Word for word, transcribe the data below from the line with "[locate] car taillight" to the line with "[locate] chevrolet bowtie", keeping both of those lines.

[Start of section]

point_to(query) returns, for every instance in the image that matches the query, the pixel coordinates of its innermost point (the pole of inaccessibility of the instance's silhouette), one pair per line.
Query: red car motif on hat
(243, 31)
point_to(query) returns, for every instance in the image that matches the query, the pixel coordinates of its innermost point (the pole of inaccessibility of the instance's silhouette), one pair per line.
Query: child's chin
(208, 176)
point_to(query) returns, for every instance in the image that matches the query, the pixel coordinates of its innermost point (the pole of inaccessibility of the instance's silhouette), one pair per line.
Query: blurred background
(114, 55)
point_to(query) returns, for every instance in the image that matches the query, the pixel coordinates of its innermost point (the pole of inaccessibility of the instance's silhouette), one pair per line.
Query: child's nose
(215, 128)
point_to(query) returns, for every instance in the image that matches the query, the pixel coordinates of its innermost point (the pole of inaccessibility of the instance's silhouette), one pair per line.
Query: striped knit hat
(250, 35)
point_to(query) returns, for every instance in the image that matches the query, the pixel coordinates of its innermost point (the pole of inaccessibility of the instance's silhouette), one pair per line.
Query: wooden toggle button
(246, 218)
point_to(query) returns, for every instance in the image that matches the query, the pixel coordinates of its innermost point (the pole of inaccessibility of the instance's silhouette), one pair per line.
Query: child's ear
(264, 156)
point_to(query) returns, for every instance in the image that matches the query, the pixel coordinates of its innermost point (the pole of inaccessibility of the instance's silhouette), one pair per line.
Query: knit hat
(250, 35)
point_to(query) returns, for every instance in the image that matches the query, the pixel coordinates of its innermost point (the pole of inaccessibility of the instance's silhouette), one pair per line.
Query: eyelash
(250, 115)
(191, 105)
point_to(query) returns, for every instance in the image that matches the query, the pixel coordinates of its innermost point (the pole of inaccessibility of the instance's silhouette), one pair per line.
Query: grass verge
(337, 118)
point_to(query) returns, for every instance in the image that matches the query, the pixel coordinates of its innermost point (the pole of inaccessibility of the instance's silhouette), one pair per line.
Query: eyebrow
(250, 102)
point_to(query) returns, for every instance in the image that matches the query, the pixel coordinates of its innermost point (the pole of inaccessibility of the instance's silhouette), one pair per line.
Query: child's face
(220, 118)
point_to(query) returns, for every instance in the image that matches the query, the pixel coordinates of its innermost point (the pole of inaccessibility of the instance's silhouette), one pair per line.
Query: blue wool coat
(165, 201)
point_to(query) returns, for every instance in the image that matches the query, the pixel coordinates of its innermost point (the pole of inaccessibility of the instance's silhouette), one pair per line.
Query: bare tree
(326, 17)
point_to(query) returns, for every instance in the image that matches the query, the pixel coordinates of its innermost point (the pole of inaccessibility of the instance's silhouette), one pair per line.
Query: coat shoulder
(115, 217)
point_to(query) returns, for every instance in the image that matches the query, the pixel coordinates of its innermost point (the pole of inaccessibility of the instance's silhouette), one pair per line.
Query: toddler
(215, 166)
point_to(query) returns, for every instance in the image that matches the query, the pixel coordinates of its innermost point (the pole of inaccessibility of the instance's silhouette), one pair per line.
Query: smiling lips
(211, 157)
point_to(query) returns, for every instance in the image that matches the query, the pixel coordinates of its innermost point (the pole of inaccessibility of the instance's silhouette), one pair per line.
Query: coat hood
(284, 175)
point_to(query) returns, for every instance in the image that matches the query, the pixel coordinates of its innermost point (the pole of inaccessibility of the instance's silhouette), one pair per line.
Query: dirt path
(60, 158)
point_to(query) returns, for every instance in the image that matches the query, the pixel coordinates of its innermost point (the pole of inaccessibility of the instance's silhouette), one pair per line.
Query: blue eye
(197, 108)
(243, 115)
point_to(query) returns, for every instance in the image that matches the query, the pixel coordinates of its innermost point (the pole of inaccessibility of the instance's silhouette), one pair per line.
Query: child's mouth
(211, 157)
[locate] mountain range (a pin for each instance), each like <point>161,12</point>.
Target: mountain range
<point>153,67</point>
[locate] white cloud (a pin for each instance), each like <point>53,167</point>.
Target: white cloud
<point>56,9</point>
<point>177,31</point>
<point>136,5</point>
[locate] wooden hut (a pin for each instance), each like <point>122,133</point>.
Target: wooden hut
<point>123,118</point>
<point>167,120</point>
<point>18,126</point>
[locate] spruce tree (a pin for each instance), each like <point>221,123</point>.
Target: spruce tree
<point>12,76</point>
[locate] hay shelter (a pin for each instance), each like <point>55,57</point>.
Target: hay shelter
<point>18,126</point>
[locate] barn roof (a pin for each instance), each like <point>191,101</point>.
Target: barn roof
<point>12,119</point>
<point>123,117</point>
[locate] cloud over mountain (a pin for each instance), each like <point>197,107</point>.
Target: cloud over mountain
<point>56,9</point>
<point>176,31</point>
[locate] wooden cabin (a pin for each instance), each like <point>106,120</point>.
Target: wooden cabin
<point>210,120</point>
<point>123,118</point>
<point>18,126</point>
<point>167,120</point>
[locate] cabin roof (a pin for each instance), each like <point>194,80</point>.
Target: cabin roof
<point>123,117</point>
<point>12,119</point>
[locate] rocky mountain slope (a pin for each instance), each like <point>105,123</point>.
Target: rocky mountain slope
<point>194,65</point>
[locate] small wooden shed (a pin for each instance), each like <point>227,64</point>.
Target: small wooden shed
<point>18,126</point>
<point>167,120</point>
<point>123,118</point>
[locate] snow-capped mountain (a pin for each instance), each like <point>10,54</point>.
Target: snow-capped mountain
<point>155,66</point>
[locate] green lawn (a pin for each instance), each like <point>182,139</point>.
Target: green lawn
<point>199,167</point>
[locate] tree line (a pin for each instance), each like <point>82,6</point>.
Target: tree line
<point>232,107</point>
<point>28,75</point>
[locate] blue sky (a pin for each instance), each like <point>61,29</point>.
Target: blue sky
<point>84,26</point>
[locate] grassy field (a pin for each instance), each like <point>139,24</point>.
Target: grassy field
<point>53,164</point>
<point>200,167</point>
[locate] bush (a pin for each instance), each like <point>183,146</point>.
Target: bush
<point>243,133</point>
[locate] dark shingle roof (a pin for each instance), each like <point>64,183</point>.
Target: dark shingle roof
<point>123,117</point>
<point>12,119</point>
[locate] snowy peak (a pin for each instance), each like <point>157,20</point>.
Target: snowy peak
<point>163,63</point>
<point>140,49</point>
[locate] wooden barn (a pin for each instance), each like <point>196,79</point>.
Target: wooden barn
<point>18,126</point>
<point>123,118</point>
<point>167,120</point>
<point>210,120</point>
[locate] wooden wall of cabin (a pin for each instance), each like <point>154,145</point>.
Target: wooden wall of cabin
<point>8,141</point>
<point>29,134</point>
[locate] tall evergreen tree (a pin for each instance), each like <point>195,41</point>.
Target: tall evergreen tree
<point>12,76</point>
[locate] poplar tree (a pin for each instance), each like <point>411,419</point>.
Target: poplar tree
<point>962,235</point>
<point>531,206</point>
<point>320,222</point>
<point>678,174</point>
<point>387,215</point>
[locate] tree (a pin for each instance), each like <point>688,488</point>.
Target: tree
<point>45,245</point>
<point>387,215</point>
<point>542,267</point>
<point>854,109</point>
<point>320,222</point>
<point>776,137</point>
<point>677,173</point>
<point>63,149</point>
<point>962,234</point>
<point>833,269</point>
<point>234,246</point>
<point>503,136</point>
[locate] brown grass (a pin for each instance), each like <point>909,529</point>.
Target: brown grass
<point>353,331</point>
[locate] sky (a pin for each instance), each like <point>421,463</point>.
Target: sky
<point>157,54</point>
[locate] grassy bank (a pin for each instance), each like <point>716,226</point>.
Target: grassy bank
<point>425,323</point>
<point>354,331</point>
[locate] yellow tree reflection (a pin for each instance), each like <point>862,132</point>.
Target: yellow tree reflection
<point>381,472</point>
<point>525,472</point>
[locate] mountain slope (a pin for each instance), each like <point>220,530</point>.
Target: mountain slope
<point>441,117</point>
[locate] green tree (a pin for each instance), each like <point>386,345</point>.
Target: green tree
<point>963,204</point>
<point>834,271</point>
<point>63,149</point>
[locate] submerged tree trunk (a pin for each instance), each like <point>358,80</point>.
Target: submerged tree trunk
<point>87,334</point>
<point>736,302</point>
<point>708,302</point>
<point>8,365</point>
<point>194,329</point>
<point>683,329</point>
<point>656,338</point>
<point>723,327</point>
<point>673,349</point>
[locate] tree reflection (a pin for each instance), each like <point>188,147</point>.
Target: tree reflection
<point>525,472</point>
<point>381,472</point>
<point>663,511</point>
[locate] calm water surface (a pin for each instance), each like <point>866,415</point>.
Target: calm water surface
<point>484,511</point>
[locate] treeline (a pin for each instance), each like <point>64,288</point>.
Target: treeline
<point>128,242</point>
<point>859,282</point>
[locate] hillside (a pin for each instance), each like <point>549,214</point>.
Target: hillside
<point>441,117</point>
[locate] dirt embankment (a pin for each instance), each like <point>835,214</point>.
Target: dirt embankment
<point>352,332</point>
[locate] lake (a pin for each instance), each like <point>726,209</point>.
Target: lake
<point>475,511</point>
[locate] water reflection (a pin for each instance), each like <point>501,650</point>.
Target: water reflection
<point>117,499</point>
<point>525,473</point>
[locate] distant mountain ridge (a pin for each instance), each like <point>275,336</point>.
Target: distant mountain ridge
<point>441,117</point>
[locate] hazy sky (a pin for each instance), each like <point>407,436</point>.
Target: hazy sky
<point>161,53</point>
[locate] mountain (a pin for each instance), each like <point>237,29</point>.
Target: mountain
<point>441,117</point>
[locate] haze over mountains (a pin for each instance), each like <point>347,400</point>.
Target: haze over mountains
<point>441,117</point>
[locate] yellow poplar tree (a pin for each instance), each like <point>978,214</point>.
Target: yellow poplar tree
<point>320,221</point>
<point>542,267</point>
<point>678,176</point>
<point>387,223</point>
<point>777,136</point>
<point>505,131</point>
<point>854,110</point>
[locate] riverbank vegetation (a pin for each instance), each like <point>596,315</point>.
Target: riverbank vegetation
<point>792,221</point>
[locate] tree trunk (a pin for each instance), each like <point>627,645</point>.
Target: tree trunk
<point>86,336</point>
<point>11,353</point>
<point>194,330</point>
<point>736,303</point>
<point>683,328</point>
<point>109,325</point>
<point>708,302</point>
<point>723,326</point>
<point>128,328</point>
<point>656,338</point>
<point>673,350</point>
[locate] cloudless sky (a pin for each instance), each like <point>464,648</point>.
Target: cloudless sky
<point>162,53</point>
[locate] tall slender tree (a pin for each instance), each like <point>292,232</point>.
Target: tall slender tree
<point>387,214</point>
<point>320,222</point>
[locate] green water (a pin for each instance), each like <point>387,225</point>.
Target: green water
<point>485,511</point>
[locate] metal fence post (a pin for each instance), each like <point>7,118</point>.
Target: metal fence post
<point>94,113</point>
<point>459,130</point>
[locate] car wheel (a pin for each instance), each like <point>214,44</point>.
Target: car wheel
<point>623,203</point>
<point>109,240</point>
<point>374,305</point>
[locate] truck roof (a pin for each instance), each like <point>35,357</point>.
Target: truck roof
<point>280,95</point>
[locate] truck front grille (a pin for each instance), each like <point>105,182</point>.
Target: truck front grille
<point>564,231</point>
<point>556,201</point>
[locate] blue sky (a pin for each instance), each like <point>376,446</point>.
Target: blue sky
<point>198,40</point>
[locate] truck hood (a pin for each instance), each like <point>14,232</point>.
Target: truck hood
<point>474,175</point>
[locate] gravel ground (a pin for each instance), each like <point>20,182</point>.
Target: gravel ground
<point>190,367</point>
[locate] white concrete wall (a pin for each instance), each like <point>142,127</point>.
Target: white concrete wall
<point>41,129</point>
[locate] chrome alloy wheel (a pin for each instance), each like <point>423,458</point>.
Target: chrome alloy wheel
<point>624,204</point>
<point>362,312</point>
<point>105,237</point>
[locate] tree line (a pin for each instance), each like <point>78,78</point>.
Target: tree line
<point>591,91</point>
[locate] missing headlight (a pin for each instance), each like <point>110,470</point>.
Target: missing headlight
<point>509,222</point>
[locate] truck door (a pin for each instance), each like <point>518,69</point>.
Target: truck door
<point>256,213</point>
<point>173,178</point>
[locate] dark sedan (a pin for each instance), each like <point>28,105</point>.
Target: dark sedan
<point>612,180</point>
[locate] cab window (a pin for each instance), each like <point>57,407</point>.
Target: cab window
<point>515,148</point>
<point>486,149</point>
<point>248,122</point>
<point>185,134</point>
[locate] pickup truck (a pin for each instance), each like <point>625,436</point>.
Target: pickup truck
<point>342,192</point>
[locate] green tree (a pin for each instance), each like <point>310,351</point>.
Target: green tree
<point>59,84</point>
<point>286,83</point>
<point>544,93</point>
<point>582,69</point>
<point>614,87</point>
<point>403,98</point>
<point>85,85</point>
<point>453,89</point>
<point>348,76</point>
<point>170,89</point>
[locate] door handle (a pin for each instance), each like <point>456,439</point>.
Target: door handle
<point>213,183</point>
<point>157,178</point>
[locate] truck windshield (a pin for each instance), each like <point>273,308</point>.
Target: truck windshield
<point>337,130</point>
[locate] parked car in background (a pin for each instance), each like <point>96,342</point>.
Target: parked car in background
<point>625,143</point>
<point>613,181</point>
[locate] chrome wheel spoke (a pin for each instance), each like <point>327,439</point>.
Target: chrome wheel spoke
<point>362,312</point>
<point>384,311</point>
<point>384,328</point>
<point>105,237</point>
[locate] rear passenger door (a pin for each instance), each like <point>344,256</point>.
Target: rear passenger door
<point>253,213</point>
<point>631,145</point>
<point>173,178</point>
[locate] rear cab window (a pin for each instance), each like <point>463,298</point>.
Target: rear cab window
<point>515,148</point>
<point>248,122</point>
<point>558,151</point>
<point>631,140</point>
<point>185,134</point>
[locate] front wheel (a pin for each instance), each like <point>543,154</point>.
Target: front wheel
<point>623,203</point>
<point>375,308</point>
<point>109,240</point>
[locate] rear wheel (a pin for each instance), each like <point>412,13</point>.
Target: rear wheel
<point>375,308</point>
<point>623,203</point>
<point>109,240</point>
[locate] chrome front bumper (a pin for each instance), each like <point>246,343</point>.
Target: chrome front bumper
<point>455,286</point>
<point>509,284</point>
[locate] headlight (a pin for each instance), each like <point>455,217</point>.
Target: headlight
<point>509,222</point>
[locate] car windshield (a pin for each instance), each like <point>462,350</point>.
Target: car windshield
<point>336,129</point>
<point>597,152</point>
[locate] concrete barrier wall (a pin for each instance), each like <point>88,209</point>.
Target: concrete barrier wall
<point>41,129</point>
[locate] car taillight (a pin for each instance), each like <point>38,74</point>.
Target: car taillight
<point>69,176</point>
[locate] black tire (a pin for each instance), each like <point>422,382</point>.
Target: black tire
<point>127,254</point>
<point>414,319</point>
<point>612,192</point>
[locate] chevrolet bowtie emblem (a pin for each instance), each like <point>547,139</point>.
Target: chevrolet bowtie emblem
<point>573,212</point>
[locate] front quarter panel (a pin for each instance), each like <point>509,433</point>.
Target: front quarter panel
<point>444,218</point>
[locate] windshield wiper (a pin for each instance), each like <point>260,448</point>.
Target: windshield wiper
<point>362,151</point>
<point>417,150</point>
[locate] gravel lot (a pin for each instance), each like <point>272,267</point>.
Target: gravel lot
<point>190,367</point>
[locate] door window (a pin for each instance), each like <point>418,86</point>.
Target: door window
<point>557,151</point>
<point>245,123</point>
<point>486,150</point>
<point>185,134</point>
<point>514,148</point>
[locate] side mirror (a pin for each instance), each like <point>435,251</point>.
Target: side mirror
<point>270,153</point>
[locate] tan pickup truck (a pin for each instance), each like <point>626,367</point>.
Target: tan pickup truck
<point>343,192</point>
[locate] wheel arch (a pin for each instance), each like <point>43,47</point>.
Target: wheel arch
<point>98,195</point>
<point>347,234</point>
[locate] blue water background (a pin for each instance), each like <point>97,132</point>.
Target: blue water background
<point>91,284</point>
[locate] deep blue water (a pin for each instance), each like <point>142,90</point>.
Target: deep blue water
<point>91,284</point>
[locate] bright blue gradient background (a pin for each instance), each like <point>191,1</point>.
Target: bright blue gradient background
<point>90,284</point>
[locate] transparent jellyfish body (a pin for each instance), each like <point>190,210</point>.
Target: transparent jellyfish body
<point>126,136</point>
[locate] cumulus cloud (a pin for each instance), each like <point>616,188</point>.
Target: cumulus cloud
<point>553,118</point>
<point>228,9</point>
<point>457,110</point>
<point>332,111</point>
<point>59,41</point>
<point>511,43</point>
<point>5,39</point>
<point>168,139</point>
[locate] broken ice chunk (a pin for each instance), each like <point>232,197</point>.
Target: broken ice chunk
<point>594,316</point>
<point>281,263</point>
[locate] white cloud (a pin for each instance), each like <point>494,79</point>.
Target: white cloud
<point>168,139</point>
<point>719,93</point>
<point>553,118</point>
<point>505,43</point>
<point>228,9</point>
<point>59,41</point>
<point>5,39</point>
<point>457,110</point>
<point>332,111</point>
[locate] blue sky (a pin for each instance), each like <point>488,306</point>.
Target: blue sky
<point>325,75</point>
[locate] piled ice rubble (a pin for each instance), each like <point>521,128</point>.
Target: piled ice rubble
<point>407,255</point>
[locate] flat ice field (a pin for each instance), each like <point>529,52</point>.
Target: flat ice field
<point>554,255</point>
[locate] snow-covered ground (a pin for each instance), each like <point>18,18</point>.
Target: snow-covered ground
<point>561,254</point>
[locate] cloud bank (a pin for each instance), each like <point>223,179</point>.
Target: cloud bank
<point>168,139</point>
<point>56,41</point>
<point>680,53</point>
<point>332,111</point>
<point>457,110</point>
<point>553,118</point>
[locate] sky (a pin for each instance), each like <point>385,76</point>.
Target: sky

[End of section]

● Output:
[locate] car taillight (a pin for each instance), each like <point>38,74</point>.
Target: car taillight
<point>69,176</point>
[locate] black tire (a pin for each instance), each like <point>422,382</point>.
Target: black tire
<point>127,254</point>
<point>414,319</point>
<point>612,192</point>
[locate] chevrolet bowtie emblem (a pin for each instance), each like <point>547,139</point>.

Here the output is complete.